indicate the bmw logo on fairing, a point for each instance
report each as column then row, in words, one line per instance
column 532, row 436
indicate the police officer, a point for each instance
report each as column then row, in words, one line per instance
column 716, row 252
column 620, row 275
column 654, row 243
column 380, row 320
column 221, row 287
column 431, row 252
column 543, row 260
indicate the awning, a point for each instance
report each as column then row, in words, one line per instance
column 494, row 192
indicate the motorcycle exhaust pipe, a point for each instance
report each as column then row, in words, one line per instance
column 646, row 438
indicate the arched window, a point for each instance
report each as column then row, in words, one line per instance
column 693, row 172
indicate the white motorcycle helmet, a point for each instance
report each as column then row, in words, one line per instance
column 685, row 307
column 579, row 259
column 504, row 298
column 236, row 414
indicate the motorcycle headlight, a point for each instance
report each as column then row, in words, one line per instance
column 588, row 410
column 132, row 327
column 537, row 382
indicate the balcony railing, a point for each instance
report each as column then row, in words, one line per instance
• • • •
Problem to solve: Please rewrite the entries from the line containing "indicate the white" through the last entry, swapping "point" for "marker" and keeping everything else the same.

Output below:
indicate the white motorcycle helmet, a marker for each instance
report each as column then row, in words, one line per instance
column 685, row 307
column 579, row 259
column 504, row 298
column 236, row 414
indicate the motorcycle headlight, a marker for each instance
report each as column then row, in words, one line per instance
column 588, row 410
column 132, row 327
column 537, row 382
indicate the balcony railing, a marker for each instance
report each as column then row, in words, one line per instance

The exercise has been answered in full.